> _STATED TASK 1_: In the Costa Rica post, about how big is Costa Rica compared with Maine?

Pura Vida! Costa Rica

Wednesday, February 6, 2013 by Caroline Casals

Ever wonder what GMRI scientists do on vacation?  More science! (ok, sometimes we do).

I recently returned from a botanical study of Costa Rica!  In Costa Rica, pura vida means "pure life", but is used all the time whenever something is cool or great.  That's a fitting phrase for a country that is famous for its rich plant and animal diversity, including the famous rain and cloud forests.  For our study we traveled all over the country and studied the different plants that lived in the different environments there, including the hot humid rainforest on the pacific coast,

the cooler cloud forest in one of the country's central mountain ranges,

the cold paramó or alpine zone, at the top of the Talamanca mountain range,

and the hot dry forest in the north.  

That's an awful lot of diversity for a country that is roughly half the size of Maine!

> _Coordinate annotation entries_:
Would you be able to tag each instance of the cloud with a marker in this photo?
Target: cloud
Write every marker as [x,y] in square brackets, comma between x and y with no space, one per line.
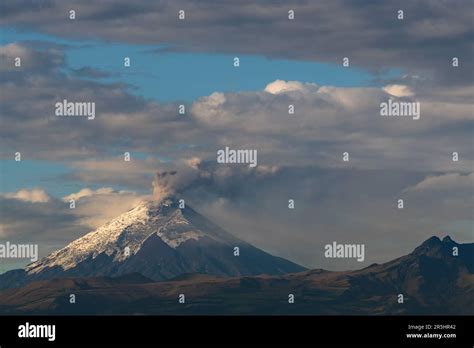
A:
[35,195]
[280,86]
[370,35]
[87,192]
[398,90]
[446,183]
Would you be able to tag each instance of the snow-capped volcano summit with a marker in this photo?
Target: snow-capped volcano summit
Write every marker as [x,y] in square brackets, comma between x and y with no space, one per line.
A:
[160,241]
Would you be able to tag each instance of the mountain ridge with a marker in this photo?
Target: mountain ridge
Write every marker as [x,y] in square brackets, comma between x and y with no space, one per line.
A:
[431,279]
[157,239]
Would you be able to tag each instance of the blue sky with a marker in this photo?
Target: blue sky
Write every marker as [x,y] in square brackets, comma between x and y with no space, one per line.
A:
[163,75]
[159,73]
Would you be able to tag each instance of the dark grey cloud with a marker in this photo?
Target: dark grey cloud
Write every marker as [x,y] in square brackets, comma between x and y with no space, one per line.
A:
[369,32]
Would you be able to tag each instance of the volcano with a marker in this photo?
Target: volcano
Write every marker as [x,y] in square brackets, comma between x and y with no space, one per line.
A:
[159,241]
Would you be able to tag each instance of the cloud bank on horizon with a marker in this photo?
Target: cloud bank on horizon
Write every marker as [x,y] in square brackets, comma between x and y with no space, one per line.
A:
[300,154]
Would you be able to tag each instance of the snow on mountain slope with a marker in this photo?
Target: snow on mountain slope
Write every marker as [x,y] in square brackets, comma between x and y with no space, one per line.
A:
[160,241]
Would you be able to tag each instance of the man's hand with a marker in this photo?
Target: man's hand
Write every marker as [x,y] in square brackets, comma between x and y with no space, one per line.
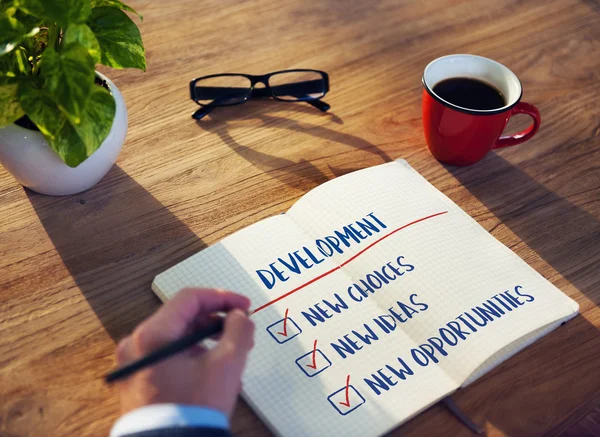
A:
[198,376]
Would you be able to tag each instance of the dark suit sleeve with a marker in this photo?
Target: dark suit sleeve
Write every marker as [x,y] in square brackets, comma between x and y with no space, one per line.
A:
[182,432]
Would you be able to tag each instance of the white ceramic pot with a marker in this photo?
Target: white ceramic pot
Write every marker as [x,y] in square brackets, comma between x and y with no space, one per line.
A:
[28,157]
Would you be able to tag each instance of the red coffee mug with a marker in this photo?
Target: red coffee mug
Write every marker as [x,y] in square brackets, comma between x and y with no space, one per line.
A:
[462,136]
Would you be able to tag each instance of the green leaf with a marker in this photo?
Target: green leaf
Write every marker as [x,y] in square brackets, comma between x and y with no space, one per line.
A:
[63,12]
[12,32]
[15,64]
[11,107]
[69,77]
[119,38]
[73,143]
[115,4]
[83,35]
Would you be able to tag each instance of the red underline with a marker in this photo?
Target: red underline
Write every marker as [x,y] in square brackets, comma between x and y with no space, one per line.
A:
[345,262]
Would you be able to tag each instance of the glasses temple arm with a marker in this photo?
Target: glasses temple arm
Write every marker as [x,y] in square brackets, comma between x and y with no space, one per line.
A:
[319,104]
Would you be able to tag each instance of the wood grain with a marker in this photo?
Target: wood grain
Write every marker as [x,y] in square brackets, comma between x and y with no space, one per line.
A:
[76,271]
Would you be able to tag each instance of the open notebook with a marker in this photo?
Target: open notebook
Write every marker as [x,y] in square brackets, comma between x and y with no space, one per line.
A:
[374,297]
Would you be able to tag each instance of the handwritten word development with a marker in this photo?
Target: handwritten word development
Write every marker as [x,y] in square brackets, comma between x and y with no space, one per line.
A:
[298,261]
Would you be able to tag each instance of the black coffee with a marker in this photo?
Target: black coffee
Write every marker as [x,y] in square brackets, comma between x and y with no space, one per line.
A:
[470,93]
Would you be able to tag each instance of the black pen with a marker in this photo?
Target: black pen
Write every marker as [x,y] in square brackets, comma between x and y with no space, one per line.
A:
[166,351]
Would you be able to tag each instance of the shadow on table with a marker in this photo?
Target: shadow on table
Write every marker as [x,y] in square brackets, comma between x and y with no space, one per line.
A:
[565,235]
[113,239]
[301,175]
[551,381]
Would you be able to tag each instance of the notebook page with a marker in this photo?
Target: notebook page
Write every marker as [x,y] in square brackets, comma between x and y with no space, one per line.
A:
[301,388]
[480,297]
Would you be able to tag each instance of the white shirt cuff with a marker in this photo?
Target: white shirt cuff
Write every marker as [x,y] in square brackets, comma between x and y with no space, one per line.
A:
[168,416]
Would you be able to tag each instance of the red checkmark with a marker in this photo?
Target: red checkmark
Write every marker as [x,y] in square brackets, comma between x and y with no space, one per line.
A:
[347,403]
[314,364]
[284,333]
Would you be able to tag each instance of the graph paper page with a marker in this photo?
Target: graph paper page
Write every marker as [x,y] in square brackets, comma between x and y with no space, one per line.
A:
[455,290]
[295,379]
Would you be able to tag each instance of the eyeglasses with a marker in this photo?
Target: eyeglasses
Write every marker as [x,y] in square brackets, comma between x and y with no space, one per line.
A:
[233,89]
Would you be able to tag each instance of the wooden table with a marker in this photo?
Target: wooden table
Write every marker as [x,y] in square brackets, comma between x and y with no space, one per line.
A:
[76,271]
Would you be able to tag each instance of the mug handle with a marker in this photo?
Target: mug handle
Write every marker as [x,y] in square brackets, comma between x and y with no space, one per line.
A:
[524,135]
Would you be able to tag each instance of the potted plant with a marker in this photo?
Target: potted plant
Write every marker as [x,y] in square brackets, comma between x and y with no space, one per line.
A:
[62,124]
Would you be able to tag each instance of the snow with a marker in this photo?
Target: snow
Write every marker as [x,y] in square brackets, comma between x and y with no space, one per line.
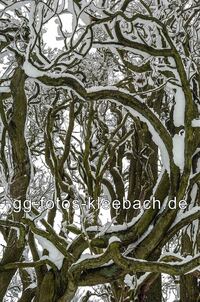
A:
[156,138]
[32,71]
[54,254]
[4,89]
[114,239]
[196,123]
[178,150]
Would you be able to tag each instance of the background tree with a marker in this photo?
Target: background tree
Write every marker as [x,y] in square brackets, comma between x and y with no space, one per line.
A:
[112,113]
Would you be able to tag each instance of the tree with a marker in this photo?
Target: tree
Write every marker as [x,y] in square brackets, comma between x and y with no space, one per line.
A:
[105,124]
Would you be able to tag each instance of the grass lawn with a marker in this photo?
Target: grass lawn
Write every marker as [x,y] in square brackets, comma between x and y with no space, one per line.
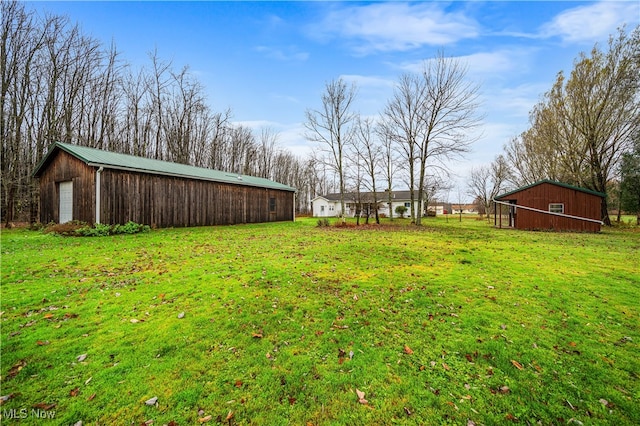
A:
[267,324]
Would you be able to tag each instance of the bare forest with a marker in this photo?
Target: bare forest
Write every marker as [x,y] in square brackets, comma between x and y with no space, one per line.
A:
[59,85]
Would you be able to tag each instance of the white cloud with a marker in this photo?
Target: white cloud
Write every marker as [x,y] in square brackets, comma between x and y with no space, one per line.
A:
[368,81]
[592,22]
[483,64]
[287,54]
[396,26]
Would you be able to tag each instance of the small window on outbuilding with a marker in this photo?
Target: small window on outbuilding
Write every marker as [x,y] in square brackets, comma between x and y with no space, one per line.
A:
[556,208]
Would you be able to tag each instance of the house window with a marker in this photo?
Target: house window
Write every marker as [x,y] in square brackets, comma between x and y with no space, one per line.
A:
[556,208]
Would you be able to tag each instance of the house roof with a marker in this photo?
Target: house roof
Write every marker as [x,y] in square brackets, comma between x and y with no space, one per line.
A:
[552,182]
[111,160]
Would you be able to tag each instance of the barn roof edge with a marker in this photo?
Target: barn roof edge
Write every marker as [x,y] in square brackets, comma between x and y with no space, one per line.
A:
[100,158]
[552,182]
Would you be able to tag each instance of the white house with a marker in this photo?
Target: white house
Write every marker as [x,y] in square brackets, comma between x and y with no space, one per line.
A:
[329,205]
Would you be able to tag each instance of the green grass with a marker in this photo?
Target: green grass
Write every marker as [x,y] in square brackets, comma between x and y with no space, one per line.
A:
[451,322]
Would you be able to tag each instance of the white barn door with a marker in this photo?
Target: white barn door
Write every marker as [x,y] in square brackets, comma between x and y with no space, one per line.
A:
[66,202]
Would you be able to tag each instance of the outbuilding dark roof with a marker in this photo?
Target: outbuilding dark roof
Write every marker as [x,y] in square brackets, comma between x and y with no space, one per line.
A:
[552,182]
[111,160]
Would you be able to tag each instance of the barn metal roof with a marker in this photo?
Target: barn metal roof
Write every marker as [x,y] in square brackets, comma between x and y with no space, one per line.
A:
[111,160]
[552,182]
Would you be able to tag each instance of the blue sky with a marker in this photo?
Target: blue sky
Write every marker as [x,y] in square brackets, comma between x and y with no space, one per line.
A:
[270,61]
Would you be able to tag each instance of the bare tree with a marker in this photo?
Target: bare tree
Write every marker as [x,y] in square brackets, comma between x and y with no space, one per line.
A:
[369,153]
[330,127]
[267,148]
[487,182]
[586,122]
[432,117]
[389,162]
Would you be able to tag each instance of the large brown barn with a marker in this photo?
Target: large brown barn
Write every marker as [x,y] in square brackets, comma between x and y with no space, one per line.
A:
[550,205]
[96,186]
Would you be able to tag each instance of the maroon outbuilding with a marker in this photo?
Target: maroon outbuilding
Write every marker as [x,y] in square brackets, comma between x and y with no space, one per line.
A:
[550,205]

--

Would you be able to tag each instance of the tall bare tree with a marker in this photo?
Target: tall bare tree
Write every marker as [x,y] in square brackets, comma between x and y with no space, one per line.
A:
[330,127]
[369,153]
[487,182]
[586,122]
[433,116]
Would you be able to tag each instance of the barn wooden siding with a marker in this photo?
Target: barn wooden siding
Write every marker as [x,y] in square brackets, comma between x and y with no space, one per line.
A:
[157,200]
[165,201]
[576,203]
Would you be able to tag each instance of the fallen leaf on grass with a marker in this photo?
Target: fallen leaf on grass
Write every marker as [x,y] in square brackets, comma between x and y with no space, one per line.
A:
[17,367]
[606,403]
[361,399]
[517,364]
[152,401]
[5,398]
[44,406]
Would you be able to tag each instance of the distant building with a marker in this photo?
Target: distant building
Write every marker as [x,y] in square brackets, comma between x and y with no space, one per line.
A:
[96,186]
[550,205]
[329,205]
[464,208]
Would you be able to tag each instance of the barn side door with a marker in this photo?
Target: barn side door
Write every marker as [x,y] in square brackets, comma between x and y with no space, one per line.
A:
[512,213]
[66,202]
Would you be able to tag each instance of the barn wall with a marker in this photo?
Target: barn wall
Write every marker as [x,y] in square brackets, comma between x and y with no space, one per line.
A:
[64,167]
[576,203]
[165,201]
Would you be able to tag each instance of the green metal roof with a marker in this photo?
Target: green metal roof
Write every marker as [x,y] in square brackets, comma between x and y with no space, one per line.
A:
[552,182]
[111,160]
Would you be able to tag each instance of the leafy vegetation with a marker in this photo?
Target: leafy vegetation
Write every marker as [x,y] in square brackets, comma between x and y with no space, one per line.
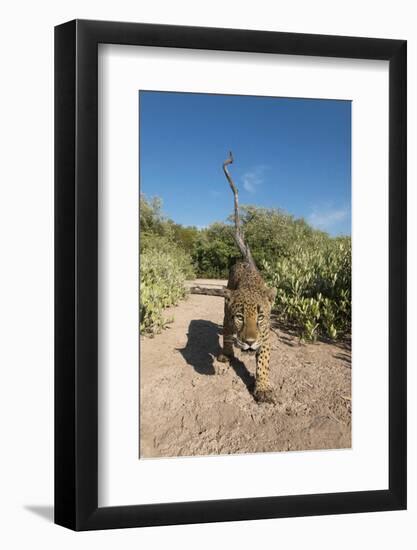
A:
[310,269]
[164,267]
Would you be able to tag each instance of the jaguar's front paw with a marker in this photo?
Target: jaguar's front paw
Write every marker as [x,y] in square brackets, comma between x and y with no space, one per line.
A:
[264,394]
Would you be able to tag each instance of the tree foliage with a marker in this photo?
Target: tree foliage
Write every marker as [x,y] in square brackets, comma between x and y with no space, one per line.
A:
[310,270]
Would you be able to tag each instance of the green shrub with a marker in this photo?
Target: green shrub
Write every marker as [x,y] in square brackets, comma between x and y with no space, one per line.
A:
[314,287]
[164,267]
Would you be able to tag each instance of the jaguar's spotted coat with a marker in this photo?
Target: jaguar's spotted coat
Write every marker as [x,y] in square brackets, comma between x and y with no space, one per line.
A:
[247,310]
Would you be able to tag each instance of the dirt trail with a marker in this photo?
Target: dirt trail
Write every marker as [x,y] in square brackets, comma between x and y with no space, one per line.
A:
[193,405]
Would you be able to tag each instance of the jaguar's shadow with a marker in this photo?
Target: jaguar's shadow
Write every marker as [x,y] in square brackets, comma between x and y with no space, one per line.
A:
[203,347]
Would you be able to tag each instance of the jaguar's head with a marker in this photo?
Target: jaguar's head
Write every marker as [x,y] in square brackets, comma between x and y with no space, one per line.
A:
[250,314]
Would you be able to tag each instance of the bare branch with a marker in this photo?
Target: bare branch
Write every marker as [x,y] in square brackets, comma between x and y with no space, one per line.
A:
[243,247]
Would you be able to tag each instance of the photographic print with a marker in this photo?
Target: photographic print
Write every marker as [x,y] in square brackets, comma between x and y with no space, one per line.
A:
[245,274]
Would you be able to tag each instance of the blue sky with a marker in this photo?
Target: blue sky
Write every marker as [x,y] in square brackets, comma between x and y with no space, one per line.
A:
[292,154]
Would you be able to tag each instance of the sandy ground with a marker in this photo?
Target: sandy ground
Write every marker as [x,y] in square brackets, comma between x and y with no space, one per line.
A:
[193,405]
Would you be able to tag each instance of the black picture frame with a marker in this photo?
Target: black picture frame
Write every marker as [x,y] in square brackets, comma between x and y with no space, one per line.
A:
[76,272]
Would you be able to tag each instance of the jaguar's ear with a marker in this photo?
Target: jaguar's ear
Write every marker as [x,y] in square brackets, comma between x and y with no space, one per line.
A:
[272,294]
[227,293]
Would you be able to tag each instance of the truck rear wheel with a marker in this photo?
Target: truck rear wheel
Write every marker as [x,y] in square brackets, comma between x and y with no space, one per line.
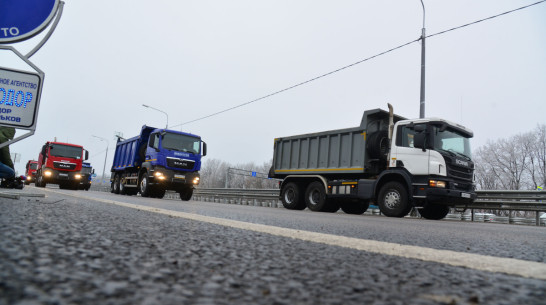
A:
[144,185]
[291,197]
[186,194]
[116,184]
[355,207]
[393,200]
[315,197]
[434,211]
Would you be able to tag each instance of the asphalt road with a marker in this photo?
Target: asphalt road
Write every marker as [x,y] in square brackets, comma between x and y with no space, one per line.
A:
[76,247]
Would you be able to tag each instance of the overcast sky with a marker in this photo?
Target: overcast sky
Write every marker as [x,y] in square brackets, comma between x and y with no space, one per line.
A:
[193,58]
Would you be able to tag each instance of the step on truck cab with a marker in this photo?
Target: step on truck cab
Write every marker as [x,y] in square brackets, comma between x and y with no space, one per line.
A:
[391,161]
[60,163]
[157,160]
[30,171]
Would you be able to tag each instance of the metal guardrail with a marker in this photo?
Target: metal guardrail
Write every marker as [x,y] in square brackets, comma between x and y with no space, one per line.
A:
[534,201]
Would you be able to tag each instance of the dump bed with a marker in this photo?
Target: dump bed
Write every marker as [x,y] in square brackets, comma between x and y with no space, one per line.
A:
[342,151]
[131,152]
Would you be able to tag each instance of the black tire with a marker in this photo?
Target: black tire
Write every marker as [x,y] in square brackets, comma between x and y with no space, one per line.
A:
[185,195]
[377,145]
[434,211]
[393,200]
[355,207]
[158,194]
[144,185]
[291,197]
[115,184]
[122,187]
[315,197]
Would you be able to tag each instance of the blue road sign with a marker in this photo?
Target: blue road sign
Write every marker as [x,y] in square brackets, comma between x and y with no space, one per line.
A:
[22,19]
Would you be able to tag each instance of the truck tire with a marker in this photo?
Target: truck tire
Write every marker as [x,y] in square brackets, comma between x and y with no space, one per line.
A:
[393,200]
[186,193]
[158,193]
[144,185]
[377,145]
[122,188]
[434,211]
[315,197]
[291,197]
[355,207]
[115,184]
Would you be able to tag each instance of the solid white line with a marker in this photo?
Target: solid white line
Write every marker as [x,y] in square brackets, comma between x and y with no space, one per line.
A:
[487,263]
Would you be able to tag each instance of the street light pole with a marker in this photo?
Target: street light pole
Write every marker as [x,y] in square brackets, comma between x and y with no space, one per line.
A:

...

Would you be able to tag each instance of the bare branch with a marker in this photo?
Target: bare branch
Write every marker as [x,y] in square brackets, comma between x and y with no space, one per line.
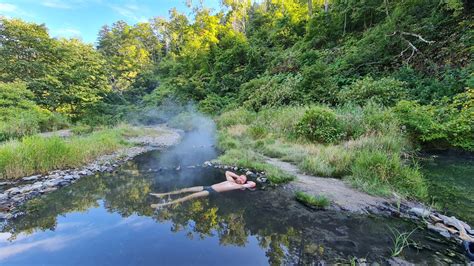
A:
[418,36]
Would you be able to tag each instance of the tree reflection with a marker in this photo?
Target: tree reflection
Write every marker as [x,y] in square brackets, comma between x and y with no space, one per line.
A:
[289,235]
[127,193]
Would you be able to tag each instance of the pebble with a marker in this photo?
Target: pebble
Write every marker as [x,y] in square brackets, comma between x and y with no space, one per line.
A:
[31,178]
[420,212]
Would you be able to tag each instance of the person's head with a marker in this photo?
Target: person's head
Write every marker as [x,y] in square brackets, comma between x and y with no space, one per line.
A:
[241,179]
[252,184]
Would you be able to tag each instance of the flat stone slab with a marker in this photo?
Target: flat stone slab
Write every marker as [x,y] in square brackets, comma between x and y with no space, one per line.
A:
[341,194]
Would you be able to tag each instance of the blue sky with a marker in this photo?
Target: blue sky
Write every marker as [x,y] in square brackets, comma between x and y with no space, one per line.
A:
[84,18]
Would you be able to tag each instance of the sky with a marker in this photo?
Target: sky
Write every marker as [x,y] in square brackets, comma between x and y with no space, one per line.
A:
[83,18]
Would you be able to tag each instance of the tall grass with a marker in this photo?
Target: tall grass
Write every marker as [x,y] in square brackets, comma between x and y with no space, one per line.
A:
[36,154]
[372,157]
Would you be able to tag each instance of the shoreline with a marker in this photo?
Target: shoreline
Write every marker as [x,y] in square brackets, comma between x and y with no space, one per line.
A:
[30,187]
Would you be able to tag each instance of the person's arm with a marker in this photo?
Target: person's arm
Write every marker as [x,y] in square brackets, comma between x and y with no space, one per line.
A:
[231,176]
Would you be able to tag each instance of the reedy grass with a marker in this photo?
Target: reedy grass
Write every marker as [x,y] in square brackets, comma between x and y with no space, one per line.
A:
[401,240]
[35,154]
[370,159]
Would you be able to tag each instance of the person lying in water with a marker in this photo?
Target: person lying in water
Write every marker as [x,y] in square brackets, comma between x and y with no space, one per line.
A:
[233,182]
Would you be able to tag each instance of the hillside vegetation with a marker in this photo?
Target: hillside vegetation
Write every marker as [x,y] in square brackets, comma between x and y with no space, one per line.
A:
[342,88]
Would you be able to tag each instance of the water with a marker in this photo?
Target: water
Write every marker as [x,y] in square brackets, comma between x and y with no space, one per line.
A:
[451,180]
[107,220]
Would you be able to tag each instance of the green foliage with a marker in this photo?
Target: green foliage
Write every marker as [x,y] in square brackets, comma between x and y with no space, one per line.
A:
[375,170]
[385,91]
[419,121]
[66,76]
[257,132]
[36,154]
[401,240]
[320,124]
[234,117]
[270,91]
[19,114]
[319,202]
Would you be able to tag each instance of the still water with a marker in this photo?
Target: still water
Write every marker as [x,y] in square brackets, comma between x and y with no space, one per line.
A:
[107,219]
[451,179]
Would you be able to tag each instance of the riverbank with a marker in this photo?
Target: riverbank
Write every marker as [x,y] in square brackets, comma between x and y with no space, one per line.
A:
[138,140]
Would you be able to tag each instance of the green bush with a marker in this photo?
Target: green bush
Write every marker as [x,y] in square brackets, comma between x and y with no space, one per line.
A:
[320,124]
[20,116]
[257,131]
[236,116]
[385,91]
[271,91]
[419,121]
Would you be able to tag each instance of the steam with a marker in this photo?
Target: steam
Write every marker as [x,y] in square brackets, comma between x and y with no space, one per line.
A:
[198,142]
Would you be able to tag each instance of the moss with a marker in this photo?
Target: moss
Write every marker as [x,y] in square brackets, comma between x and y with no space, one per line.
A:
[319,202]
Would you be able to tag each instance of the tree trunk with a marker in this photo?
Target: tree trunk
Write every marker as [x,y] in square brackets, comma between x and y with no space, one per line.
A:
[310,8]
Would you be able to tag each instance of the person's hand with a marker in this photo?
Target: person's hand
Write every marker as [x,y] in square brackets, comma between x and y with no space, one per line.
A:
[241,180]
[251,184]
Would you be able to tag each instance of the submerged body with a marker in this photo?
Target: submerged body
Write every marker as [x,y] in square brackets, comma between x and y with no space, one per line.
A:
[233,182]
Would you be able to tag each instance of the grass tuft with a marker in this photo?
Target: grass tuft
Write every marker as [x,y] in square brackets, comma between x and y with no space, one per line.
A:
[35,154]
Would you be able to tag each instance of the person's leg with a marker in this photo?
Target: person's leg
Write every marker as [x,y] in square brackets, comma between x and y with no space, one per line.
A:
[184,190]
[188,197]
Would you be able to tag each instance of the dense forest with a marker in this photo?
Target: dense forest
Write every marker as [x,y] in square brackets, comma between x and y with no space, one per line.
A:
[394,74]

> _STATED TASK 2_: List every line of the records that contains the word "dense", treating uppercase and lowercase as different.

> _ANSWER 1_: Roughly half the size of Maine.

> _ANSWER 2_:
Would you be able to tag each instance of the dense forest with a marker in this photo?
Target: dense forest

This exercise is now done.